# Prompt:
Can you swap "Objective" for "Goal" in every one of the records below and return them with nothing else changed?
* BEGIN *
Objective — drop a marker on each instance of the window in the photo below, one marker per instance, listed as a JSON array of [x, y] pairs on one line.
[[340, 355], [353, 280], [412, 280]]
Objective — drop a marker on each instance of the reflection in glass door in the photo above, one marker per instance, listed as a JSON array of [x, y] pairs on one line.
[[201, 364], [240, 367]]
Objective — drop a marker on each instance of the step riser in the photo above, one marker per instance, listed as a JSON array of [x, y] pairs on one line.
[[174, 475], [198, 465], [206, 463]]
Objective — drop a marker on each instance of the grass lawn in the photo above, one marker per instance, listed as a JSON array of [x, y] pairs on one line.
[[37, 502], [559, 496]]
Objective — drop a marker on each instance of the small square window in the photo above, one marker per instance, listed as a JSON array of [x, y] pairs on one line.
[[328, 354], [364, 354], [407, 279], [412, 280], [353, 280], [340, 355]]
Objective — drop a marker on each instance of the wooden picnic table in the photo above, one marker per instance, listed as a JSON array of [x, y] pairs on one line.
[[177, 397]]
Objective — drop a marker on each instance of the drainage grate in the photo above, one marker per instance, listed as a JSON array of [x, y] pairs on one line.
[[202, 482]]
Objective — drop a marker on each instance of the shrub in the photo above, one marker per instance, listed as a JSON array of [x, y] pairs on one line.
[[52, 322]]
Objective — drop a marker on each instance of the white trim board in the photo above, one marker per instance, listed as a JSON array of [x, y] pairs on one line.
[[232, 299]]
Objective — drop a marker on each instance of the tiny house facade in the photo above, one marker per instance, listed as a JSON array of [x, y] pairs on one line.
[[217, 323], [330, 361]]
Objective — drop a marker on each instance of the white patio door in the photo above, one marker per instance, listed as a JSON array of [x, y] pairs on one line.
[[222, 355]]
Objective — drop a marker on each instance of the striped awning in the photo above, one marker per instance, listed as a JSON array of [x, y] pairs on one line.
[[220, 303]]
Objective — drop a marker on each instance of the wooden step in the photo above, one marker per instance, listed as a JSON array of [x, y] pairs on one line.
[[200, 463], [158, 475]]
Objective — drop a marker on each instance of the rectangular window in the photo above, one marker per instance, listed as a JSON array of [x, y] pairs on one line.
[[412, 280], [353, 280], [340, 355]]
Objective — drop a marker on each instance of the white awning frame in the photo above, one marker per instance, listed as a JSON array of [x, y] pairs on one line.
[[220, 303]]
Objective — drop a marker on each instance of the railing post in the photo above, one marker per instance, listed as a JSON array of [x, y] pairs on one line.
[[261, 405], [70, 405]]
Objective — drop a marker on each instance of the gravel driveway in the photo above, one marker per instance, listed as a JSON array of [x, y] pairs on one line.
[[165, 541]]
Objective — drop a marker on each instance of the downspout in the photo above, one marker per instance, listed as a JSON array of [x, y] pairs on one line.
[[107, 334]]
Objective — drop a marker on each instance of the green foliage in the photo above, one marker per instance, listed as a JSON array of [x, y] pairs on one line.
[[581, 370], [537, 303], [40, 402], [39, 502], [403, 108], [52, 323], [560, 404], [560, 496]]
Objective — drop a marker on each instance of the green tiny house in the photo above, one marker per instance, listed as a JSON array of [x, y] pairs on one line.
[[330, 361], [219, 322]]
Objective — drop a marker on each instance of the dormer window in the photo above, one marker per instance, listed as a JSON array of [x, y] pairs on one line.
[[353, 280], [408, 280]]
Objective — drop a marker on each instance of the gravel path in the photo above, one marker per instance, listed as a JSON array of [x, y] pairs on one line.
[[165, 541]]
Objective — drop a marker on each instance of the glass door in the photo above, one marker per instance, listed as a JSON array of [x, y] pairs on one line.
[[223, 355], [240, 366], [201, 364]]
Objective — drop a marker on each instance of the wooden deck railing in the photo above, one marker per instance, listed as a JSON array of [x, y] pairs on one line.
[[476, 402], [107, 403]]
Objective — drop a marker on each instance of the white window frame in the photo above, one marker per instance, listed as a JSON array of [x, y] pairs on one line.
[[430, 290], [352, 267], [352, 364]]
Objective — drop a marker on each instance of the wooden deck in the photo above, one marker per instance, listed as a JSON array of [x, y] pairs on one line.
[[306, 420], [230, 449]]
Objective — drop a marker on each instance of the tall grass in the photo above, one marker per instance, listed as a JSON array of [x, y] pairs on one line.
* END *
# Reply:
Goal — drop a marker on each instance of the window in the photo below, one marker per instance, listed as a JSON array of [x, y] pairs on one line.
[[340, 355], [353, 280], [412, 280]]
Goal — drop a marker on each instance of the reflection in glass door in the photo above, one marker per instance, listed as a JSON array of [x, y] pairs on one line.
[[201, 364], [240, 367]]
Goal — drop a marker on each instance of the step riser in the photo above, one marker per instance, listed as a JSON array of [x, y] pairs on one line.
[[174, 475], [198, 465], [206, 463]]
Goal — drop a marker on each instance of the grass lawn in the photo above, one marker per instance, listed as a JSON array of [x, y] pairs on one line.
[[37, 502], [559, 496]]
Goal — drop a marker on each instance of the small square window in the photo above, one marker per instance, listed as a JSON array of [x, y] pairs on one line.
[[328, 354], [364, 354], [407, 279], [412, 280], [353, 280], [340, 355]]
Goal — drop a marker on each instance of the wooden picnic table in the photo above, one marker per instance, listed as a JSON array of [x, y] pairs on one line.
[[177, 397]]
Goal — drop a marker on each instance of the drainage grate in the photo above, one marker per instance, listed as a JSON array of [x, y] pairs on one line.
[[202, 482]]
Goal — drop a marker on each instance of the shrub in the photo above, one marker per instance, listed as a JSON array of [x, y] pairs on one line.
[[52, 322]]
Goal — drop a marker on each instance of the white trim board in the photo above, one marker per instance, listed as a JSON array of [x, y] pairs on one line.
[[232, 299]]
Goal — drop a marker on each instance of the tiny house facade in the photo above, one marker per instance, listed as a JSON array of [x, y] pairs on one line.
[[217, 323], [330, 361]]
Goal — drop a marker on each instance of the white patio door in the photo above, one marker per instance, listed as a JSON array of [x, y] pairs on one line.
[[222, 355]]
Goal — drop a marker on each instance of the striped awning in the photo above, one marker per instance, listed as a JSON array of [x, y] pairs on one line.
[[220, 303]]
Goal — drop a marker on each instance of the wooden step in the photo above, one marker per instance, listed as a JSON array of [x, y] pairs on one line.
[[200, 463], [158, 475]]
Goal — drop a marker on each instance of the rectangular window in the photo above, one marker per instance, listed as a JSON array of [x, y] pairs on one line.
[[412, 280], [353, 280], [340, 355]]
Goal — drop a marker on each instance of the white awning frame in the photo above, one marker per instance, listed as a JSON array of [x, y] pairs on one line.
[[220, 303]]
Goal — drop a marker on each instance of the railing post in the photo above, one marker per instance, listed as a JSON array of [x, y] pairs on one line.
[[261, 405], [70, 405]]
Goal — drop a marker on each instance of the gravel driveway in the photo above, one marker per instance, listed as a JSON array of [x, y] pairs on one line.
[[165, 541]]
Goal — drop a marker on each instance of the downspout in the photo above, one marker per instance, listed as a JSON array of [x, y] pairs on one line.
[[107, 334]]
Goal — drop a marker on each instance of the green foliage in the photo above, one marker per instance, listed as a JSON array of [x, y] pairs on one line.
[[581, 370], [537, 303], [40, 402], [39, 502], [403, 108], [52, 323], [560, 404], [560, 496]]
Goal — drop a marker on each instance of the green tiny house in the photo above, one marker per instance, listed as a JSON array of [x, y] pairs on one line.
[[330, 361], [219, 322]]
Goal — drop a marker on each instance of the dormer window in the photo above, one marker per instance, listed as a JSON array of [x, y] pairs on one line.
[[353, 280], [408, 280]]
Goal — drop a marker on each instance of the gravel path in the photo above, one marker per instance, listed as a JSON array of [x, y] pairs on one line.
[[165, 541]]
Goal — drop a marker on each instance of the glass door in the photo above, one marker per instance, listed as a JSON array of [x, y] pairs on one line.
[[223, 355], [240, 366], [201, 364]]
Goal — drop a marker on each instance of the wooden deck railing in the photo above, one marker per instance, listed as a JSON array of [x, y] pairs on one line.
[[476, 402], [107, 403]]
Goal — drop a marker on each instance of the white window frame in the photo above, one marker per instance, listed as a JSON array of [x, y] pairs on one line.
[[430, 290], [352, 267], [352, 364]]
Goal — drop a marker on each instance of the wooden deck in the photo above, one marker per instance, listed as a JSON array of [x, y] pairs on one line.
[[306, 420], [230, 449]]
Goal — drop a marker on each instance of the tall grass in the photo above, one marker per instance, listed as a JSON array of [x, y] pairs on one line.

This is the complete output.